> _BRIEF_: Please print the data below verbatim, starting at its first line and ending with the line that contains "xmin=542 ymin=349 xmax=676 ymax=511", including that line.

> _TASK INPUT_:
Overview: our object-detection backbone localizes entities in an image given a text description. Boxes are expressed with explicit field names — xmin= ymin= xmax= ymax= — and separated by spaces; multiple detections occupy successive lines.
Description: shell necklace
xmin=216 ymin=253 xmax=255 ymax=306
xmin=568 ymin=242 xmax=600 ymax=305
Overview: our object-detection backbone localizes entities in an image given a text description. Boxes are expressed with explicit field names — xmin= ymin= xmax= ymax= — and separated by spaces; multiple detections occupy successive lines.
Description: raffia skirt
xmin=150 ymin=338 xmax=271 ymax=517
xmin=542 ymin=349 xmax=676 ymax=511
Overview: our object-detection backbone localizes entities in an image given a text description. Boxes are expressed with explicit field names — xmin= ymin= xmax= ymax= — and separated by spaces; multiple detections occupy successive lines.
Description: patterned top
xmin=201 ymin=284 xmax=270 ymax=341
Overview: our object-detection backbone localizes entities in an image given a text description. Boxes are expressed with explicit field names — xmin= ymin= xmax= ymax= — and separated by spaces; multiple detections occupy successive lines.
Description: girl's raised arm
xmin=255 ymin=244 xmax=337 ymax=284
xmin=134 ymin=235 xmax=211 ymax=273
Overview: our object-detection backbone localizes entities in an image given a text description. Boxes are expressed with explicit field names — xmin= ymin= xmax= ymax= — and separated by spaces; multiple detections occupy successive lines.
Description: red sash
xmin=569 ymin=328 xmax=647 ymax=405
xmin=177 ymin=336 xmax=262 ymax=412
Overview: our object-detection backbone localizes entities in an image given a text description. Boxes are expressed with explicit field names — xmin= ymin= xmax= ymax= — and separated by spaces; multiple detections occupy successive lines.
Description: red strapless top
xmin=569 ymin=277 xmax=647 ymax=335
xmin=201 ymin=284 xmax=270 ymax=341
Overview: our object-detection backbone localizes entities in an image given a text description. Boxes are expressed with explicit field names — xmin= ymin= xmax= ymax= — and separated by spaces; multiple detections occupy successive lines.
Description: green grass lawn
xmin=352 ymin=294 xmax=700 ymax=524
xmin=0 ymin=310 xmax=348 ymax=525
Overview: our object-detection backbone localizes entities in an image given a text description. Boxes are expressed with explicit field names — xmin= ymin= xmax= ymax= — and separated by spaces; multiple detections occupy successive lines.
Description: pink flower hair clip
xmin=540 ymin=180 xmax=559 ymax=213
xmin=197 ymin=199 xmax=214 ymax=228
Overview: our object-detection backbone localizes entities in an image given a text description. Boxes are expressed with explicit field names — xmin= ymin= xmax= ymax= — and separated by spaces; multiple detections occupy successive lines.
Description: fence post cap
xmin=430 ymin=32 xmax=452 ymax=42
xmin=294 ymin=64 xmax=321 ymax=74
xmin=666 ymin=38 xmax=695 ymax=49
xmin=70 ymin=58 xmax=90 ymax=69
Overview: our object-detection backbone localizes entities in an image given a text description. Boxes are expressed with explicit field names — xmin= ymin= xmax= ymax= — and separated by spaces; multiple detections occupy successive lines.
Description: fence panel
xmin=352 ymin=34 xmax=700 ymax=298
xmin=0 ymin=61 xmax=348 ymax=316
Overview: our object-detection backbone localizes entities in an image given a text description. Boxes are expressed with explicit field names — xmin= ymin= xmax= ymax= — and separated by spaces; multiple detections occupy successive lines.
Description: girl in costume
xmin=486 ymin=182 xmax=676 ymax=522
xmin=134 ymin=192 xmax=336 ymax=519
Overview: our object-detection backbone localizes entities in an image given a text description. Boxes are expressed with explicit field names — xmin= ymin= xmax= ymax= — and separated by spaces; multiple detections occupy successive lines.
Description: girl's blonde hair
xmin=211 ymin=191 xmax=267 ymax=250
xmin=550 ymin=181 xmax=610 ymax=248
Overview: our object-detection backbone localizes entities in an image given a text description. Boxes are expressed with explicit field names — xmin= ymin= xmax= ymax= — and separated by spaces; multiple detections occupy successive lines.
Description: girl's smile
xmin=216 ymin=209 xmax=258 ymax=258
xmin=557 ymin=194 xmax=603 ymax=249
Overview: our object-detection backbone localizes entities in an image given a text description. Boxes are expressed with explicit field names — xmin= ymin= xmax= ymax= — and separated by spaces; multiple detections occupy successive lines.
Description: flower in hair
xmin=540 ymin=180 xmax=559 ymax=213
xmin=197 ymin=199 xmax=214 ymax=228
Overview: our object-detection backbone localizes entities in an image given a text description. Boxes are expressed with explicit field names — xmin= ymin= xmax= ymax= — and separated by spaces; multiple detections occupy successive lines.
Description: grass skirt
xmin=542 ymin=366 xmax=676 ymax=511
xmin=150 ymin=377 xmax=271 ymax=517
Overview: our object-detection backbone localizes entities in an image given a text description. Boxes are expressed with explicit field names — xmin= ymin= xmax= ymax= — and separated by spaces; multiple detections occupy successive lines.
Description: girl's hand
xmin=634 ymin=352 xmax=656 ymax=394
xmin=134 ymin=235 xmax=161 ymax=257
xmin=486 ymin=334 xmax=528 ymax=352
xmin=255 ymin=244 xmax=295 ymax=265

> _ANSWER TO THE EXERCISE_:
Overview: our object-detection backbone localizes entities in an image given a text description. Boxes are expressed with explicit field names — xmin= ymin= xmax= ymax= — and separated by spaces; multiple detections occupy successive lines.
Description: shell necklace
xmin=216 ymin=253 xmax=255 ymax=306
xmin=568 ymin=242 xmax=600 ymax=305
Overview: our object-detection backbone localizes entities in an image given a text description. Boxes are expressed with explicit field names — xmin= ymin= xmax= ymax= — and separated by spaces; multiple detections occupy successive lines.
Description: raffia skirt
xmin=150 ymin=338 xmax=271 ymax=517
xmin=542 ymin=349 xmax=676 ymax=511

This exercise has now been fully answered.